(Selected passage)
Suck it up and make the utilitarian bargain.

All major Democratic Party figures have indicated they're not budging on the presumptive nominee, and the transaction costs of replacing him would be suicidal. Barring some miracle, it's going to be Biden.

So what is the greatest good or the greatest harm? Biden, and the Democrats he may carry with him into government, are likely to do more good for women and the nation than his competition, the worst president in the history of the Republic. Compared with the good Biden can do, the cost of dismissing Tara Reade — and, worse, weakening the voices of future survivors — is worth it. And don't call me an amoral realist. Utilitarianism is not a moral abdication; it is a moral stance.

Utilitarianism arose from the Industrial Revolution, a time of terrible economic inequality and abuse. It was intended to make a moral claim for the equality of all creatures who can feel pain and experience pleasure.

Weigh it: Don't a few extra cents for each worker matter more than the marginal dollar for the boss? Weigh it: Won't the good for all the Americans who will benefit from replacing Donald Trump with Joe Biden, including the masses of women who will get some crumbs, count for more than the harm done to the victims of abuse?

Utilitarian morality requires that I turn my face away from the people I propose to sell out: Monica Lewinsky, Tara Reade. This is agonizingly hard for me to do. Pretending not to believe the complainants — which is what is taking place with Reade — or that they're loose nobodies, which is what much of the media did to Lewinsky, is just an escape from the hard work of moral analysis.

And it adds to the harm. How is feminism advanced by casting a reasonably credible complainant as a liar? Better to just own up to what you are doing: sacrificing Reade for the good of the many.

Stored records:

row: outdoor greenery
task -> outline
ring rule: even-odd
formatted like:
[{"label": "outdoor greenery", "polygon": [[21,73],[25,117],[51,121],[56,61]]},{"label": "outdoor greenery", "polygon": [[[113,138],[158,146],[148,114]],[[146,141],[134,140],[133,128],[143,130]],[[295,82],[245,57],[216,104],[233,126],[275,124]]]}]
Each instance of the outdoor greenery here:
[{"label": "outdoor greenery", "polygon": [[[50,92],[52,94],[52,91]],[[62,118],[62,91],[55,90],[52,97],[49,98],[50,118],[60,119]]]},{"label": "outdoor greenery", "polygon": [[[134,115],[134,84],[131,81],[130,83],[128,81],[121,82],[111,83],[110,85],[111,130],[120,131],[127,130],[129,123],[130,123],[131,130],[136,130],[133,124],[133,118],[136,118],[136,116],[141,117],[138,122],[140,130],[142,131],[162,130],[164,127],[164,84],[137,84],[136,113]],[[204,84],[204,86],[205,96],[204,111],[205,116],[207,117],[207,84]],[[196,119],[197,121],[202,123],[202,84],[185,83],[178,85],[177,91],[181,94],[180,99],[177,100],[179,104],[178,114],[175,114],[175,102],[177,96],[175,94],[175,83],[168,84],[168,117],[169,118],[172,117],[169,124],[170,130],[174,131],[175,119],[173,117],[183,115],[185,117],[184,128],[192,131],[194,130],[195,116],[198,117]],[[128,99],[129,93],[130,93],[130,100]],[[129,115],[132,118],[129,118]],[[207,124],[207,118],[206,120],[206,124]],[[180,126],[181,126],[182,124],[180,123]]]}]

(Your task) In the passage on backing Biden, what historical period does utilitarianism arise from?

(Written response) The Industrial Revolution.